Beginning with the line where "iguana long tail" appears, restate the lines word for word through the last one in the listing.

Point annotation records:
--- BEGIN ---
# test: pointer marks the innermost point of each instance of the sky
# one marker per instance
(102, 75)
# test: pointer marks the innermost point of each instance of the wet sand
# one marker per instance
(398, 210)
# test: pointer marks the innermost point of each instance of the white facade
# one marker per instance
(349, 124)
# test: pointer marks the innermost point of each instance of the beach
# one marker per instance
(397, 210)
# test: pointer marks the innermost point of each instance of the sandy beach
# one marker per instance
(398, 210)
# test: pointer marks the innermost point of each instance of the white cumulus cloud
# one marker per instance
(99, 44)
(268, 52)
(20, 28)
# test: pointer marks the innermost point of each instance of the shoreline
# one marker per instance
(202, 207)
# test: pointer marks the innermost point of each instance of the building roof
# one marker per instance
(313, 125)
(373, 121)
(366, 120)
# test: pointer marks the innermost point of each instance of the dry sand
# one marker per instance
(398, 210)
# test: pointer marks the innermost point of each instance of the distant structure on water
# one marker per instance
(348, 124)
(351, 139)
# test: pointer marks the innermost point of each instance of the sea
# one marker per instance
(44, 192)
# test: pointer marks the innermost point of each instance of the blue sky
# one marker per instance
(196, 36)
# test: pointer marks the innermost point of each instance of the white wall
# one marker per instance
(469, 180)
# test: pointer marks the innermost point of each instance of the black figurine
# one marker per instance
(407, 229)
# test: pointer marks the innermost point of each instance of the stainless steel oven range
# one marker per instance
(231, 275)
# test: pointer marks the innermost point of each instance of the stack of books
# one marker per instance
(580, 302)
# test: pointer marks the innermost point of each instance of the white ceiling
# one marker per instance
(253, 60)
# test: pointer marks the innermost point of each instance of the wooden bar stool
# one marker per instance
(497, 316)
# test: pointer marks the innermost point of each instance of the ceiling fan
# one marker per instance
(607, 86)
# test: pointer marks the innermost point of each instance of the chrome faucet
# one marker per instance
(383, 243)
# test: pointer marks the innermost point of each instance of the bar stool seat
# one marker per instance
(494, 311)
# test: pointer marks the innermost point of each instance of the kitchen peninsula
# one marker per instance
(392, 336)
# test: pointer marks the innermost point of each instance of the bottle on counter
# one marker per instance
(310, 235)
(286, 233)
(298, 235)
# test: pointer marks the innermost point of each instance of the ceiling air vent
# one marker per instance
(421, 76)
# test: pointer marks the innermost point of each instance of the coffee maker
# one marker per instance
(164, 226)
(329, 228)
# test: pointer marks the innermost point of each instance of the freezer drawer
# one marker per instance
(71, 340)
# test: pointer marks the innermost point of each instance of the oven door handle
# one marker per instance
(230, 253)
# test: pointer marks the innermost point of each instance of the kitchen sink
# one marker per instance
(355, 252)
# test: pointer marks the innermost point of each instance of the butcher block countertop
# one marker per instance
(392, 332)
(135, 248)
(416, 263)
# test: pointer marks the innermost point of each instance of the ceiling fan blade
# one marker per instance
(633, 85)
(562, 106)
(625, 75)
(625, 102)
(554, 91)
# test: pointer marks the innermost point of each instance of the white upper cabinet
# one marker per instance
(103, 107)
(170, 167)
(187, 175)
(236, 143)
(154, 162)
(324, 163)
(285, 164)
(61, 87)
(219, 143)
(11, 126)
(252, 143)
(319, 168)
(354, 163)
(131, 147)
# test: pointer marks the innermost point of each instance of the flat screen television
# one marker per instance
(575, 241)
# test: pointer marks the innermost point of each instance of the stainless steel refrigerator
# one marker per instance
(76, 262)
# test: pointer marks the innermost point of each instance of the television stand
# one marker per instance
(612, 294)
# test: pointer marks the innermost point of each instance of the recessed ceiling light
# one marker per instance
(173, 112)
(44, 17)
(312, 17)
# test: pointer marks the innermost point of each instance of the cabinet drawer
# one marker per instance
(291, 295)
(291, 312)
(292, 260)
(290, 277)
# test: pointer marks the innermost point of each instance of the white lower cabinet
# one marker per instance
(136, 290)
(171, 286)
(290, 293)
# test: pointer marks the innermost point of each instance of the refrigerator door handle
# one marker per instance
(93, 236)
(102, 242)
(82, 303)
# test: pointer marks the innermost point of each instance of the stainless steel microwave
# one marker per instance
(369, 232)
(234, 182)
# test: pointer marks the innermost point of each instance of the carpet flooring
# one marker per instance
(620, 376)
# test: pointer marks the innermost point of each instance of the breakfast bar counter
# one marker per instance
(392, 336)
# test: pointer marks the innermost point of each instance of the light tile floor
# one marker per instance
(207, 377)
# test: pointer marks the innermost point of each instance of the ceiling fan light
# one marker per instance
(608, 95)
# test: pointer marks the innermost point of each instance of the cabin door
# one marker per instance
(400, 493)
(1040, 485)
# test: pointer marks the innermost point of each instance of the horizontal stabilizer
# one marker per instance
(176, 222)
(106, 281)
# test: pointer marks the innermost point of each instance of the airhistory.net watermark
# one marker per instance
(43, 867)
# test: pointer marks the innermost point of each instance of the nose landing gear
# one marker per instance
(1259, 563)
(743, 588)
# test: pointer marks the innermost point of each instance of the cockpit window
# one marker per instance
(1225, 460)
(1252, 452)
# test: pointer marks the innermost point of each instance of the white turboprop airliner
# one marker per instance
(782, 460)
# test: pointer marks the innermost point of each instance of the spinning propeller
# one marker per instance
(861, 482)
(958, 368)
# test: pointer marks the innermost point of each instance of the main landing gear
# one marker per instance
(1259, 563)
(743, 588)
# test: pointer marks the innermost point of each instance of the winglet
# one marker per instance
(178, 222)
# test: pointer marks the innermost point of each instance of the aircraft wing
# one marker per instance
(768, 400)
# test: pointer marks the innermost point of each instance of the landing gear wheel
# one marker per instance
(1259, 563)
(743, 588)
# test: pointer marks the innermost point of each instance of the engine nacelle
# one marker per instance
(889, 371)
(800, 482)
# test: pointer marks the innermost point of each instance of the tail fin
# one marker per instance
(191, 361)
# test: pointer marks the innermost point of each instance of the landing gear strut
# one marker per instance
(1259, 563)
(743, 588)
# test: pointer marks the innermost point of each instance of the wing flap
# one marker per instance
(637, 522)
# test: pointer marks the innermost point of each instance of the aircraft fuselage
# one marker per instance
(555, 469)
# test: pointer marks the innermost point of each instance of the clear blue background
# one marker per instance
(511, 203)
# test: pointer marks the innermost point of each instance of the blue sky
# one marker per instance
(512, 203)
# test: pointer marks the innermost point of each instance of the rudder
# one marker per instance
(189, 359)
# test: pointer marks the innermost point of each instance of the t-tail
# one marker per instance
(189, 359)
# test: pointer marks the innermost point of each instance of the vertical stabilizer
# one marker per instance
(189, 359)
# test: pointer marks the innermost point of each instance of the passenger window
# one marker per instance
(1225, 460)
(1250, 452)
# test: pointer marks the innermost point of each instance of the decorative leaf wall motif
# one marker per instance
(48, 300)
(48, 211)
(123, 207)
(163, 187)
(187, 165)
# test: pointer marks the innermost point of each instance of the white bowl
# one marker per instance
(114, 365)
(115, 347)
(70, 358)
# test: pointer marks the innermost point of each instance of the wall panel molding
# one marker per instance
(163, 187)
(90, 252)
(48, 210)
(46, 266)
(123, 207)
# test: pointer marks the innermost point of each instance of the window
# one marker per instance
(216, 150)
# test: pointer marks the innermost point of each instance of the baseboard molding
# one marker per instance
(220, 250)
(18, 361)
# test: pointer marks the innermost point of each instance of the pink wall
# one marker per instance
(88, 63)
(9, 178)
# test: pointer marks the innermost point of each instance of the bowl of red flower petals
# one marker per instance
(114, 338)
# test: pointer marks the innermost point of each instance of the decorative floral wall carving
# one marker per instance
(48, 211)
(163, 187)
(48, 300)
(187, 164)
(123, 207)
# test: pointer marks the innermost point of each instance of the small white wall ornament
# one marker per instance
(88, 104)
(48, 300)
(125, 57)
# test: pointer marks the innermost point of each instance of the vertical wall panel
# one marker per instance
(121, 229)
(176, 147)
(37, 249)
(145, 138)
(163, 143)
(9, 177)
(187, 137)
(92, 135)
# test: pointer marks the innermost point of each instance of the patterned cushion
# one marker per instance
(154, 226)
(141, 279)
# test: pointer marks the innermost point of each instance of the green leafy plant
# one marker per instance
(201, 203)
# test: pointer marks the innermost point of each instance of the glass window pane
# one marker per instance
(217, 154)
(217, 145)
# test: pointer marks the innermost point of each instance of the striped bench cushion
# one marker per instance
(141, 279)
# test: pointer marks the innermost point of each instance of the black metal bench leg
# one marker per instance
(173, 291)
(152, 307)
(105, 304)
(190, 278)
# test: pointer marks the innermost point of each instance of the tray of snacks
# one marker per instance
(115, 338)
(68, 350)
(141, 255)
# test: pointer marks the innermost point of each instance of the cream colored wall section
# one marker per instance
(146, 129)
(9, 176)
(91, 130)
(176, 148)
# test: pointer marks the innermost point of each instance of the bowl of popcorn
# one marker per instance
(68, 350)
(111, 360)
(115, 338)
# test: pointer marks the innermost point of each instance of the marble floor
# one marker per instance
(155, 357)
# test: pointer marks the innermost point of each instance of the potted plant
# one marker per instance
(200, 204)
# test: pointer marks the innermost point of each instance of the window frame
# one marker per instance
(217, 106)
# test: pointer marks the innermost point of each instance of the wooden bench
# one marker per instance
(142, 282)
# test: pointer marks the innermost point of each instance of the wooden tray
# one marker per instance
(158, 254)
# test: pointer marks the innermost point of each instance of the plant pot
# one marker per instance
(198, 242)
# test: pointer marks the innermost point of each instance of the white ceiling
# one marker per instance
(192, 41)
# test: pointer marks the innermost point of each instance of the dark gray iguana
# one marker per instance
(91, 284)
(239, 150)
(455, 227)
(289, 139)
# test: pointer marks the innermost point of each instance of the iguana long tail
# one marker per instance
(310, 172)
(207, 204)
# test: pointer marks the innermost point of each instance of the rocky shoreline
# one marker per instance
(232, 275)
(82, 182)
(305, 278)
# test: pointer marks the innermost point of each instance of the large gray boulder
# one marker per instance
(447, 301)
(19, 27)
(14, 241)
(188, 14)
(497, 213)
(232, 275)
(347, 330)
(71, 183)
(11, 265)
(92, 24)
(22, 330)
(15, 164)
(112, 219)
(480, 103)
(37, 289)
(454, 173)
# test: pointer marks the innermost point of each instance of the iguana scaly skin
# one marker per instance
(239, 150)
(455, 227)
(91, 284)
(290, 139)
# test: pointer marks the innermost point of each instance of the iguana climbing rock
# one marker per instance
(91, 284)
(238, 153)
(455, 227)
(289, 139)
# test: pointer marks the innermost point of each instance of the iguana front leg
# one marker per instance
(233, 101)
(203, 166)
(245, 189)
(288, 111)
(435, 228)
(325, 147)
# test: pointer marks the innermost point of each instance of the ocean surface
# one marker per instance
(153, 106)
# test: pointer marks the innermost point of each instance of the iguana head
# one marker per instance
--- END ---
**The reply**
# test: pointer marks the innermost point of each instance of the iguana long tail
# one marker per instance
(310, 172)
(207, 204)
# test: pointer marks the innermost point of each instance of the rocky shoreline
# one marker per instance
(232, 275)
(82, 182)
(305, 278)
# test: pointer marks the innermost point of each instance of the large gray boulder
# one marker per instance
(447, 301)
(19, 27)
(14, 241)
(188, 14)
(497, 213)
(232, 275)
(347, 330)
(71, 183)
(11, 265)
(92, 24)
(22, 330)
(15, 164)
(112, 219)
(480, 103)
(37, 289)
(454, 173)
# test: pointer marks the innermost point of each instance of the iguana scaly skin
# one marker per instance
(239, 150)
(455, 227)
(91, 284)
(290, 139)
# test: pointer marks the innermost point of each instance of the iguana climbing rock
# one marker per instance
(91, 284)
(238, 153)
(455, 227)
(289, 139)
# test: pointer marks the innermost point of each instance of the iguana front leg
# one marker per instance
(233, 101)
(203, 166)
(245, 189)
(288, 111)
(435, 228)
(325, 147)
# test: pointer marks the innermost point of each instance of the ocean surface
# one marker per instance
(153, 106)
# test: pointer marks the innermost point of each instance of the iguana head
# one marker per instance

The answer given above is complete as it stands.